TEXT SECTION Block Start
Thursday, March 31, 2022

Articles of Note

I'm going to conclude my March blog entries with a quick mention of three articles that everyone should read, regardless of science training.


1) The first is a paper from The Journal of Pediatrics. Published March 25, the title is "Persistent Cardiac MRI Findings in a Cohort of Adolescents with post COVID-19 mRNA vaccine myopericarditis." The lead author is Jenna Schauer, MD. This paper follows a small group of adolescents at Seattle Children's Hospital. They suffered severe myocarditis issues after their second dose of Pfizer mRNA vaccine. Three to eight months later, some damage had resolved, and some had not. One particular category of damage, in fact, showed no evidence of resolving at all. 

This is one of those papers that, as I read it, put a knot in my stomach, almost like a scene from a horror movie. It was a quiet, ominous paper. I hope it turns out to be a freakish anomaly, but I doubt that's the case. The paper unnerved me. Everyone should take a look at it.


2) My second recommendation is a "step back and smell the coffee" paper, an essay published March 16 in The British Medical Journal, which has been around for 180 years. The title is "The illusion of evidence based medicine," and lead authors are Jon Jureidini and Leemon B. McHenry. The paper tackles the academic, capitalistic, and cultural problems with medical research.
TEXT SECTION Block End
_ASSIGNED TASK 1_
In the blog post on articles of note, who is the lead author of the Journal of Pediatrics paper?
_ASSIGNED TASK 2_
Extend the blog post on articles of note, picking up right after its final sentence.
The entries that follow have nothing to do with the blog post.
EXTRACTED ENTRIES Block Start
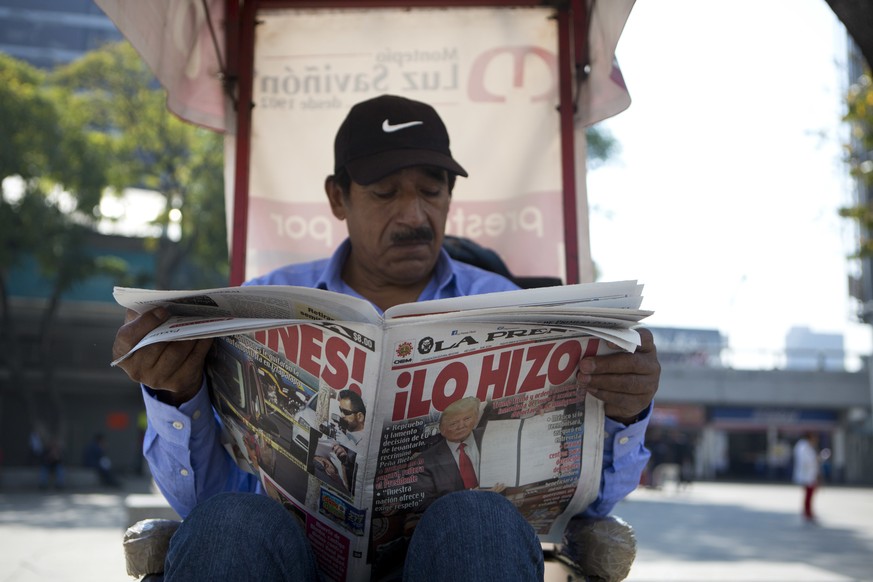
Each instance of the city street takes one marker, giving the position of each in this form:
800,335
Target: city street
707,532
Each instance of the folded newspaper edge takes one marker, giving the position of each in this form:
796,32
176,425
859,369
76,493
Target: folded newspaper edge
346,416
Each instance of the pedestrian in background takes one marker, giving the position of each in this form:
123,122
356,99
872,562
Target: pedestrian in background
806,470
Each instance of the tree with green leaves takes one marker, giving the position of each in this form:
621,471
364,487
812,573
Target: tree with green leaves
859,116
59,173
112,92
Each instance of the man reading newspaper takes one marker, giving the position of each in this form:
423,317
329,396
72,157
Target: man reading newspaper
392,185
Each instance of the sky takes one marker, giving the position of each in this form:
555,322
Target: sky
723,198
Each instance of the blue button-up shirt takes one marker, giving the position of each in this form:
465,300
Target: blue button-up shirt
183,445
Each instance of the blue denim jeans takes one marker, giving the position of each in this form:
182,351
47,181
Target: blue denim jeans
468,535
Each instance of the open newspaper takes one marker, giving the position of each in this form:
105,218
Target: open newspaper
497,371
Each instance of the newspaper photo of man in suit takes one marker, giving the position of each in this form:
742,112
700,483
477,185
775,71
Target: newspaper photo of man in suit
452,463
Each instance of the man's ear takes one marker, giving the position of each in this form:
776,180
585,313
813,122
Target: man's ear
335,197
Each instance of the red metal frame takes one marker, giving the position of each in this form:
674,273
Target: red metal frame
240,43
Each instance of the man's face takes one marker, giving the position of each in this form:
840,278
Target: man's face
350,419
396,225
456,426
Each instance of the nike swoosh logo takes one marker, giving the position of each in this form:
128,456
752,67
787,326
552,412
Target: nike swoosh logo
388,128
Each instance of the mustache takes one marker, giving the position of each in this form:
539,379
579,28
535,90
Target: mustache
413,235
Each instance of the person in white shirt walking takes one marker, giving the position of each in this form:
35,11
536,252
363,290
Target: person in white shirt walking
806,470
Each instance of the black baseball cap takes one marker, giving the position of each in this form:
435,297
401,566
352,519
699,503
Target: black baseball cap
388,133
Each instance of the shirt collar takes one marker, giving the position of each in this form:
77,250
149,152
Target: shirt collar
331,278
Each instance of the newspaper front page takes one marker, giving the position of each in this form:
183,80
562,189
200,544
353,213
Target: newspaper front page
354,422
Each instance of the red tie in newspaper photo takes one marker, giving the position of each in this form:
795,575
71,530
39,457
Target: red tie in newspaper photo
468,474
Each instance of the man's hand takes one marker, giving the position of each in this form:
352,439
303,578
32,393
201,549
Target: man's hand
175,368
626,383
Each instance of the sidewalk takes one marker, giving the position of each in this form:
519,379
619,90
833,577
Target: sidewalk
709,532
741,532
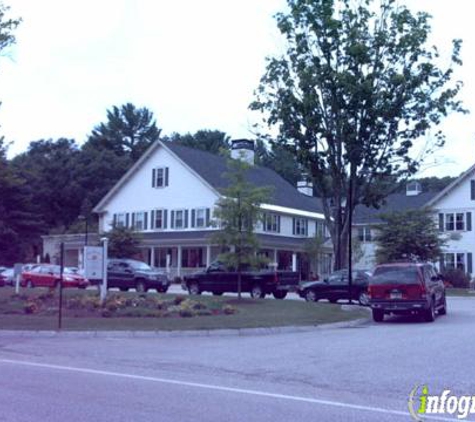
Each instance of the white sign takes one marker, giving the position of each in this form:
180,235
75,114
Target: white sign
93,262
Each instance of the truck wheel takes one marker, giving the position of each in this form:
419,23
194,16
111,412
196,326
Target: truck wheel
429,314
310,296
140,287
257,292
280,294
194,289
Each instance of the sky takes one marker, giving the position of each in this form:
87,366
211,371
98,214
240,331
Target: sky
194,64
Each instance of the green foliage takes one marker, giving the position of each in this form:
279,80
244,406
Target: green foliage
456,278
129,131
213,141
123,243
357,87
408,235
238,211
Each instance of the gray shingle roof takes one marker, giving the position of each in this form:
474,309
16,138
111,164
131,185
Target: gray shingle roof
213,169
396,202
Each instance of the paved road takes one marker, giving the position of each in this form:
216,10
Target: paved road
333,374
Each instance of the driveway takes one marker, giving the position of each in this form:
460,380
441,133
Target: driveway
329,374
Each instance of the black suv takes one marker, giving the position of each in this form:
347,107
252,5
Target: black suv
407,288
129,273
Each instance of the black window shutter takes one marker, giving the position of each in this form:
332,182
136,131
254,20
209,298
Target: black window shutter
208,217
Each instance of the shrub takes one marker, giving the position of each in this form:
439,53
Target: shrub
456,278
229,310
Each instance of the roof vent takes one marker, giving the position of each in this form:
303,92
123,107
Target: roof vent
243,149
413,189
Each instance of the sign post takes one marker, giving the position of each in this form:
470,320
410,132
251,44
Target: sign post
104,270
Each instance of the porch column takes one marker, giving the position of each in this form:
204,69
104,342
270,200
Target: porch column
208,256
152,256
178,264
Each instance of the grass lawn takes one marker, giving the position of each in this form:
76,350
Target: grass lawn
248,313
459,292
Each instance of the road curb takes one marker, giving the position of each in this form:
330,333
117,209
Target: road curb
189,333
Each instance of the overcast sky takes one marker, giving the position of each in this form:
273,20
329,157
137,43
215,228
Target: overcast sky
193,63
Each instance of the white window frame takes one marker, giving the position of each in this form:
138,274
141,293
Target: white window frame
EXTRACTED ENTRIES Block End
_OUTPUT 1_
Jenna Schauer, MD.

_OUTPUT 2_
I've read a number of papers touching on these topics in academia in general, but when these massive structural flaws in integrity take place in medicine during a pandemic, the consequences become real, dire, and ubiquitous, affecting literally everyone. It's one thing for a self-fulfilling and self-enriching academia to grift regarding the inconsequential. It's another when profiteering sets the agenda with billions of lives at stake. This paper is a warning to wake up to the corruption and hypocrisy defining medical regulation and academia itself. 


3) My third recommendation, after the truly frightening ramifications of the first two, is somewhat lighter in tone. It's Carol Tavris' "You Can't Say That" in last month's Volume 26, Number 4 of The Skeptic. Those who follow me know I'm not an advocate of wokespeak, and Tavris does a fine job of pointing out the drawbacks of wokeness in writing. I've been a fan of Tavris for a long, long time. It's an entertaining read.


That's it for today. I'll be tackling more Covid-centric articles next month. Some even scarier studies have been published and, horror movie or not, we owe it to ourselves to take a look.